_Quoted text_.
□ □ □ □

It defies belief that only 50 years after the Holocaust, genocide was once again rife in Europe. Srebrenica was lost to the world then, as the Bosnian Serbs committed the worst crime on European soil since the Second World War. Over 8,000 men were systematically executed. Between 20-50,000 women were raped as part of an organised ethnic cleansing regime. Six hundred children were slaughtered during the Siege of Sarajevo alone. What appear as mere statistics of casualties from conflict are in fact representative of a grave humanitarian injustice, which claimed the loving sons of grieving mothers, the husbands of widowed women, and the fathers of orphaned children.

After my village was attacked and burnt down by Bosnian Serb forces in May of 1993, we fled to the UN safe haven, certain the world would protect us. The conditions were abysmal. We lived in a house with 60 people, without electricity or running water, and only one toilet.

□ □ □ □

_Data excerpt_.

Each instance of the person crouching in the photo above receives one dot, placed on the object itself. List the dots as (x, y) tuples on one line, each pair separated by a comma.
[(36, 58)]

□ □ □ □

_Direction 1_. In the passage on Srebrenica, how many men were systematically executed?
_Direction 2_. Carry the passage on Srebrenica forward from its last sentence.
The listing has no connection to the passage on Srebrenica.

_Written response 1_. Over 8,000 men.

_Written response 2_.
On the night of 11 July, I heard the screams and cries of people who were being tortured and killed. All the refugees were paralysed with fear. The next morning, trucks arrived to take us to free territory. Later, I watched in horror at what had become of our men and boys. Video footage taken by Bosnian Serb forces emerged of my husband being captured with several others. He was calling up to Nermin, who was hiding in the mountains, to surrender. I cannot describe the excruciating pain I experienced watching that.

Ramo and Nermin were eventually found in mass graves, and I buried them in 2008 at the Potocari Memorial Centre. I finally returned to my village in 2009, and now live on my own in the house that we all once lived in happily together. There is certainly life after such suffering, but there’s never any joy.

July 11th is always a particularly difficult day for me. It reminds me that the world was watching then, but it failed us. This Srebrenica Memorial Day, I pray it doesn’t fail us again.

As told to Ayman Khwaja.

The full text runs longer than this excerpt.